> _AIM_
Lay out everything from the line containing "photograph. Report pixel corners as JSON arrays." down to the line containing "42, 72, 110]]" as a Markdown table with the columns Row and Line text, omitting blank lines.
# start of THE RECORDS
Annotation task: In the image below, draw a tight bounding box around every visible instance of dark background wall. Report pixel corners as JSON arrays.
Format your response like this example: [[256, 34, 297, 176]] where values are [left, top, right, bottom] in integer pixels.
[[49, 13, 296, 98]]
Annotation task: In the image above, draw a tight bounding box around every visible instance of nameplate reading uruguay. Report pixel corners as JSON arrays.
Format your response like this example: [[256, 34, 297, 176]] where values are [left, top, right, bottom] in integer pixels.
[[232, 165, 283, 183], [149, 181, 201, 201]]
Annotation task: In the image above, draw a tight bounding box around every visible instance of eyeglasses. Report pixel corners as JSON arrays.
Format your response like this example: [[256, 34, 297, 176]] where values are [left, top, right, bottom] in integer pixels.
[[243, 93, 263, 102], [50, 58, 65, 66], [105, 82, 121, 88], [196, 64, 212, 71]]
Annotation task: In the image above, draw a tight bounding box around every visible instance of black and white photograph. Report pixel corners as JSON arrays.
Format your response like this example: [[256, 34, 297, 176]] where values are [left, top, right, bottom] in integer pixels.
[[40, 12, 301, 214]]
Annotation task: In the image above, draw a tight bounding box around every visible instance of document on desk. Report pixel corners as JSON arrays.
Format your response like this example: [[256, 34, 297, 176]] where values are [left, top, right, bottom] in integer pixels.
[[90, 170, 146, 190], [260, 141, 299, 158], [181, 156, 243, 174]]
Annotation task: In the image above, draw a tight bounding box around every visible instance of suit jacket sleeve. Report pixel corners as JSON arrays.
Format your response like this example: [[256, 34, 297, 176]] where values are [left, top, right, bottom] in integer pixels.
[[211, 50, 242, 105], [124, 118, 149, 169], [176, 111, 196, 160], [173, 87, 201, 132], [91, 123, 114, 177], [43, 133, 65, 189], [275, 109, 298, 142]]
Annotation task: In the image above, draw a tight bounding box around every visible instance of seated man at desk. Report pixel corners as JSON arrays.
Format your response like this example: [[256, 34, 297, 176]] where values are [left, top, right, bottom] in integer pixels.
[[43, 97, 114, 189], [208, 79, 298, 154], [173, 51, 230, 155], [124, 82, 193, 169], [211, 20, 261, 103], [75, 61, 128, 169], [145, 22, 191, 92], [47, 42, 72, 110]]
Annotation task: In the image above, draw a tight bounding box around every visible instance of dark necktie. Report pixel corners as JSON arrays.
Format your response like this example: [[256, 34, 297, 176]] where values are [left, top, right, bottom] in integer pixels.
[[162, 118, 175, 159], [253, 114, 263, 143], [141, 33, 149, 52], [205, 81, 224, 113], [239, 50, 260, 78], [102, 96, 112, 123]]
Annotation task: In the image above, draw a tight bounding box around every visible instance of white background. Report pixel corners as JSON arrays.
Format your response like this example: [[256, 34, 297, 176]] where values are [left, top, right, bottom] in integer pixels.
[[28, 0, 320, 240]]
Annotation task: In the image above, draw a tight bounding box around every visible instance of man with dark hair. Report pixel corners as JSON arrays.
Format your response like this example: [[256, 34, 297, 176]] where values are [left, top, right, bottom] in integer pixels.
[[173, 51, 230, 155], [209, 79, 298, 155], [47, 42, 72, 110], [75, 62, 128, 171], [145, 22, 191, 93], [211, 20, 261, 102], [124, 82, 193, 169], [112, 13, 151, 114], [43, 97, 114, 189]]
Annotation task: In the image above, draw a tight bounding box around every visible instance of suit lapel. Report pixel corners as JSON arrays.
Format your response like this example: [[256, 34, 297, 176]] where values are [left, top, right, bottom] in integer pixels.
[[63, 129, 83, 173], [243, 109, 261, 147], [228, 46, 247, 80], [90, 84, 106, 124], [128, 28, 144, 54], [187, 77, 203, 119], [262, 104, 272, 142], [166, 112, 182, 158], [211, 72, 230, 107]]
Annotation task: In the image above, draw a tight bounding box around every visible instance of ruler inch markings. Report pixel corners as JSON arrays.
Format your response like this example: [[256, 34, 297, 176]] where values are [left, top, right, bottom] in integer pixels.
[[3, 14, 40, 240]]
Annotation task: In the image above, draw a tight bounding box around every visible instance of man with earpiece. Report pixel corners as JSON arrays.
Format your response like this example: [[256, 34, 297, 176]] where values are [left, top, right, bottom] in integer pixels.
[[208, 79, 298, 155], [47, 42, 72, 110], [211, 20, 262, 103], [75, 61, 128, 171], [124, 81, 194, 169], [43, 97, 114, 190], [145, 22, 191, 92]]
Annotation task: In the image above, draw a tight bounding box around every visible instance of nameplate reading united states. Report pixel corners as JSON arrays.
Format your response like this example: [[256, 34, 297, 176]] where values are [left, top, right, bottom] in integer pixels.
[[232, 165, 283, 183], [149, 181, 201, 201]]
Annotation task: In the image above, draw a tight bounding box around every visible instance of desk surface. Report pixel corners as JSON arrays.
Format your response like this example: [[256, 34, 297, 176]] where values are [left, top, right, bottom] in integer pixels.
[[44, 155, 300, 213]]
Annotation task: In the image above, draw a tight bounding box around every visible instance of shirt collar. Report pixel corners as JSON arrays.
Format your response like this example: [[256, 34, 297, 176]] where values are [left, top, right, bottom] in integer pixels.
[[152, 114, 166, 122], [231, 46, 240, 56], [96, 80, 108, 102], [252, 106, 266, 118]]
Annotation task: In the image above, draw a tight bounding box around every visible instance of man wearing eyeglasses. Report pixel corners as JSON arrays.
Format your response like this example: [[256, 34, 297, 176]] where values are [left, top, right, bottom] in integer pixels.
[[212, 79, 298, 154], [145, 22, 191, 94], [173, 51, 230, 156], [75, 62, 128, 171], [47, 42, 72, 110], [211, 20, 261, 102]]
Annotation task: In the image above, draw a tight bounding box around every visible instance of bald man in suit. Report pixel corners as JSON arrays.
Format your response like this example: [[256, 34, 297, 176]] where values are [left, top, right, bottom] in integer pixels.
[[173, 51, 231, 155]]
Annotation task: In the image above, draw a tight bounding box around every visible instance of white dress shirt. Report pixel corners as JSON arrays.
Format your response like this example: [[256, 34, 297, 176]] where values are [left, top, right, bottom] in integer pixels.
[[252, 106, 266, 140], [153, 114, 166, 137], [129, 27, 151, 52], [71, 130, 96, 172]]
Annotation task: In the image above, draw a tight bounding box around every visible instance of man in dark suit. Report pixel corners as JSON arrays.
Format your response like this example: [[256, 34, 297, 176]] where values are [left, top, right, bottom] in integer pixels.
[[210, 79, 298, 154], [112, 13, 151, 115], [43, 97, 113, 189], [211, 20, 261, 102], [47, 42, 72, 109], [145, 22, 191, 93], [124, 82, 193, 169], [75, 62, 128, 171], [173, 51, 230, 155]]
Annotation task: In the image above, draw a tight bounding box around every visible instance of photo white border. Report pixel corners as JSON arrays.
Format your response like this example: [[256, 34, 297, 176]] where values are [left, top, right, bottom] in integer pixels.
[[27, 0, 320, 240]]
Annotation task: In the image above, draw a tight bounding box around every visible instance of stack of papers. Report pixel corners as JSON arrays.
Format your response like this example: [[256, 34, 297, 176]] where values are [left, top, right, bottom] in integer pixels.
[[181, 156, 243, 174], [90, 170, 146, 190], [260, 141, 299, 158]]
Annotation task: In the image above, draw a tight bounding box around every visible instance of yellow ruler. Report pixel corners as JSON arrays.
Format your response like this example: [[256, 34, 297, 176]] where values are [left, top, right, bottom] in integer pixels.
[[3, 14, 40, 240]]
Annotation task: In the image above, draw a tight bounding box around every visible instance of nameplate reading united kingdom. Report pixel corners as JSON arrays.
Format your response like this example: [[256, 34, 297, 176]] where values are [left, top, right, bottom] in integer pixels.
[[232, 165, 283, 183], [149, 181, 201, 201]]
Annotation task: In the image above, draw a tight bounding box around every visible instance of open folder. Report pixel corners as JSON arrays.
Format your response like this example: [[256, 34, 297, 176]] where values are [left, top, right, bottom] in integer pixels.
# end of THE RECORDS
> _RIGHT ANSWER_
| Row | Line text |
|---|---|
| 1 | Annotation task: In the image above, draw a tight bounding box around every visible instance of black and white photograph. Report pixel corners as JSON arrays. |
| 2 | Format your response like this example: [[256, 34, 297, 176]] where values are [left, top, right, bottom] in integer pixels. |
| 3 | [[40, 12, 301, 214]] |
| 4 | Annotation task: In the image above, draw a tight bounding box around every visible instance of document on desk. Report pixel corners as JSON arrays. |
| 5 | Format your response like this example: [[256, 34, 297, 176]] where values are [left, top, right, bottom] in integer pixels. |
| 6 | [[90, 170, 146, 190], [260, 141, 299, 158], [181, 156, 243, 174]] |
| 7 | Annotation task: In the image above, draw a tight bounding box around every visible instance of suit jacket sleeve. Report pixel corners as JSON arrays. |
| 8 | Format your response like this example: [[256, 34, 297, 176]] where values are [left, top, right, bottom] in integer pixels. |
| 9 | [[211, 50, 242, 105], [124, 118, 149, 169], [176, 111, 196, 160], [173, 87, 201, 132], [91, 123, 114, 177], [43, 133, 65, 189], [275, 109, 298, 142]] |
| 10 | Annotation task: In the image above, draw a tight bounding box around every visible instance of seated man at desk. Report pixel corners as JSON arrays. |
| 11 | Format your response like this example: [[256, 34, 297, 176]] where values are [left, top, right, bottom] in integer pixels. |
| 12 | [[43, 97, 114, 189], [208, 79, 298, 154], [173, 51, 230, 155], [124, 82, 193, 169], [211, 20, 261, 103], [75, 61, 128, 169], [145, 22, 191, 92], [47, 42, 72, 110]] |